Coordinate annotation entries
------------------------

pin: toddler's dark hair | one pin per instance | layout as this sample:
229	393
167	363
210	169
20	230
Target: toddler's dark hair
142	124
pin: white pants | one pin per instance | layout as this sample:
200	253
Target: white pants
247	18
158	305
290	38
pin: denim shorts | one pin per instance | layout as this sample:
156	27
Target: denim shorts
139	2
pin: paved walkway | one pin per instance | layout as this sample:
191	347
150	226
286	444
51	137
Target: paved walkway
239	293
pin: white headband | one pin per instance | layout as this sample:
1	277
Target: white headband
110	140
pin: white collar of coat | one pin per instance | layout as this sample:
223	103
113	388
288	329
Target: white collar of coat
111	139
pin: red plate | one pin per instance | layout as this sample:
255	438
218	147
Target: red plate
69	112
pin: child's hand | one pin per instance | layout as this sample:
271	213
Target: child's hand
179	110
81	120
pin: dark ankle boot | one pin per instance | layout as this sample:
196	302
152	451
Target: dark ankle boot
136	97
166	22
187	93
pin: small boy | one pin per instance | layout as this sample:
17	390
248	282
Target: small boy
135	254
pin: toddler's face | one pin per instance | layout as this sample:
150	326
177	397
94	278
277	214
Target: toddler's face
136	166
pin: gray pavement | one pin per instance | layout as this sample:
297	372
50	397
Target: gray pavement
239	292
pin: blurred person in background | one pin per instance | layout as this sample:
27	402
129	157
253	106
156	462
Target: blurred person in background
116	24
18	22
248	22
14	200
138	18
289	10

------------------------

:: Given problem ::
Copy all of the rows above, reproducing each line without any changes.

:: Answer in full ::
pin: toddler's dark hair | one pin per instance | layout as this sample:
229	393
167	363
210	169
20	230
Target: toddler's dark hair
142	124
pin: white pants | one pin per instance | layout as this sample:
200	253
Target: white pants
247	18
158	305
290	38
pin: denim shorts | one pin per instance | layout as this sample:
156	27
Target: denim shorts
139	2
pin: paved walkway | one pin per instance | layout as this sample:
191	347
150	226
286	444
51	137
Target: paved walkway
239	293
pin: white headband | one pin per instance | layout as this sample:
1	277
Target: white headband
110	140
pin: white collar of coat | one pin per instance | layout as this sample:
223	103
113	388
288	329
Target: white collar of coat
111	139
pin: red plate | one pin per instance | layout as this sample:
255	438
218	147
Target: red plate
69	112
pin: child's hand | one pin per instance | layout as this sample:
271	213
Target: child's hand
179	110
81	120
pin: dark ankle boot | one pin per instance | layout as this sample:
196	302
152	451
Target: dark ankle boot
136	97
166	22
187	93
pin: small boy | one pin per instance | layout as this sample:
17	390
248	282
Target: small boy
135	254
pin: toddler's face | one pin per instance | layout as this sample:
150	326
177	397
94	278
277	214
Target: toddler's face
136	166
pin: gray pavement | one pin per instance | layout as this sample:
297	372
50	397
Target: gray pavement
239	292
pin: blurred person in background | one pin per instance | layout as this sample:
27	402
129	157
253	106
156	462
Target: blurred person in background
116	24
18	22
248	22
14	200
138	18
289	10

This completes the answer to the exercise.